AIM OF THE EXERCISE:
Can you lay out every line of the entries below as a numbered list, skipping any blank lines?

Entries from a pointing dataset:
####################

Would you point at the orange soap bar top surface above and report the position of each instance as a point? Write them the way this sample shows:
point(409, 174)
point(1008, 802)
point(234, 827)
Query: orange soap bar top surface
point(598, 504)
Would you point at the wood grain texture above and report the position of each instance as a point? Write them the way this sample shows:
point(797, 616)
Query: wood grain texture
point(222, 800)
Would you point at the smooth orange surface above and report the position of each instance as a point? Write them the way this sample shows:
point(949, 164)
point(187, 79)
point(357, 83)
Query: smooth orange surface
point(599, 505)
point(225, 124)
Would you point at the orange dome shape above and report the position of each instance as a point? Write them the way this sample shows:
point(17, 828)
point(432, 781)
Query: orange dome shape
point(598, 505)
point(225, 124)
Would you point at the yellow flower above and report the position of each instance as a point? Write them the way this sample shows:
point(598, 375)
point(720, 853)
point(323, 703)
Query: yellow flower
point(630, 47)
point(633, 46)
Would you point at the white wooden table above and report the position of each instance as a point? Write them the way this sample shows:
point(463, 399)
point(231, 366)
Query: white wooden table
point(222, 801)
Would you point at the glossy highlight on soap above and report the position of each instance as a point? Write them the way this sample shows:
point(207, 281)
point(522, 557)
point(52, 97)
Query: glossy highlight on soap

####################

EXERCISE RESPONSE:
1. Would you point at the orange soap bar top surface above and report the position of each instance as a point? Write them the way this sample shows:
2. point(409, 174)
3. point(1008, 802)
4. point(234, 827)
5. Query: orange soap bar top surface
6. point(598, 504)
7. Would you point at the wood grain texture above and report the position of each instance as a point? Write them the way this sample shows:
8. point(797, 616)
9. Query: wood grain texture
10. point(222, 800)
11. Would you point at the smooth orange surface above and report the position of each instance as a point? Write them the way this sample shows:
12. point(949, 164)
13. point(187, 79)
14. point(357, 83)
15. Query: smooth orange surface
16. point(599, 505)
17. point(225, 124)
18. Would you point at the orange dome shape above and report the position of each instance as a point? Write them the way this sample shows:
19. point(17, 828)
20. point(432, 781)
21. Query: orange dome shape
22. point(598, 505)
23. point(225, 124)
24. Would you point at the yellow flower above and report the position of each instance as a point? Write them the way this sample shows:
25. point(598, 375)
26. point(720, 853)
27. point(323, 703)
28. Query: yellow flower
29. point(630, 47)
30. point(633, 46)
31. Would you point at the white wooden table above and report the position of each instance as a point? Write them the way this sample shows:
32. point(463, 399)
33. point(231, 366)
34. Query: white wooden table
35. point(222, 801)
36. Would you point at the glossy highlight on soap above and report the position of each instance as a point? Write them the way this sample shows:
37. point(207, 281)
38. point(522, 557)
39. point(52, 97)
40. Query: glossy highlight on soap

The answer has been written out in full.